- _Exercise A_: In the blog post, which publication carried the email interview the writer came across?
- _Exercise B_: Continue the blog post from its final sentence.

- _Extract_:
“Life is without objective meaning, purpose or intrinsic value. Morality does not inherently exist, and that any established moral values are abstractly contrived. Knowledge is not possible and some aspect of reality does not exist as such.”
“Everything breaks, and that’s just the way it is.” – Etc.
I don’t really have a lot to say today, apart from today’s curated day is probably one of the bleakest things I’ve put together on this blog. Whether there’s beauty in that, is open to interpretation.
I was searching for GY!BE’s quote about how “The Internet is a petty and tyrannical monster”, and I found this probably rare email interview that they did with The Guardian. For a band that rarely gives interviews (or never), this is somewhat gold, that everybody else can find by adding to The Guardian’s traffic ratings.
Awfully bleak, but I just respect them even more so for somehow still existing as music makers in this rather commodified world of art and/or craft. I’m still not too sure if they’re simply throwing themselves into the tempest, of if they ARE the tempest.

- _Dataset records_:
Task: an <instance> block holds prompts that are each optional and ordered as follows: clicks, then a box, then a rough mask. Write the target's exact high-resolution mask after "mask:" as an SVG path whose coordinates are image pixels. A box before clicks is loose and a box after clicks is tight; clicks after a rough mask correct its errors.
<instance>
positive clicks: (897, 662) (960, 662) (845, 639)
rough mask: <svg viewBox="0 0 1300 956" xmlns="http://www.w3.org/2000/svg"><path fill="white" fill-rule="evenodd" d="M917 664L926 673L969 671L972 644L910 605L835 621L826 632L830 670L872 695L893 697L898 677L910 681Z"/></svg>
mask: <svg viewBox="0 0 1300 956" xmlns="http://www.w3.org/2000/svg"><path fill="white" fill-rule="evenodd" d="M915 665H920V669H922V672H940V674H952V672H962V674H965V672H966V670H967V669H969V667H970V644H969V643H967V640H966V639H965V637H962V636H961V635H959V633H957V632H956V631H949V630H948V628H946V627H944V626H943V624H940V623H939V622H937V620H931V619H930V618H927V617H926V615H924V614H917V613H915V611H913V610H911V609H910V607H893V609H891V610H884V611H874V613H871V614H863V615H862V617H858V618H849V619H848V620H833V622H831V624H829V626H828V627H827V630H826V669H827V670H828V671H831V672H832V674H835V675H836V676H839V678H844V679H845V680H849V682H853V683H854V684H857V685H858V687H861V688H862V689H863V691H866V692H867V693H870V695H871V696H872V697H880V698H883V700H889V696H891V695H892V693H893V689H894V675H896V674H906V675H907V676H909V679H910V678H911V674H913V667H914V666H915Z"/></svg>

- _Answer box A_: The Guardian carried the email interview.

- _Answer box B_:
A thing a lot of people got wrong about us – when we did it the first time, a whole lot of what we were about was joy. We tried to make heavy music, joyously. Times were heavy but the party line was everything was OK. There were a lot of bands that reacted to that by making moaning “heavy” music that rang false. We hated that music, we hated that privileging of individual angst, we wanted to make music like Ornette’s Friends and Neighbours, a joyous, difficult noise that acknowledged the current predicament but dismissed it at the same time. A music about all of us together or not at all. We hated that we got characterised as a bummer thing. But we knew that was other people’s baggage. For us every tune started with the blues but pointed to heaven near the end, because how could you find heaven without acknowledging the current blues, right?
But now we all live in harder times, now a whole lot of bands react to the current heaviness by privileging the party times, like some weird Scientology will-to-power bullshit, hit that hi-hat with a square’s fist until we all make it to heaven, until Sunday morning’s bringdown. Self-conscious good vibes like love-handles poking through some 22-year-old’s American Apparel T-shirt at some joint where you can only dance once you pay a $10 cover charge just to listen to some internet king’s iPod.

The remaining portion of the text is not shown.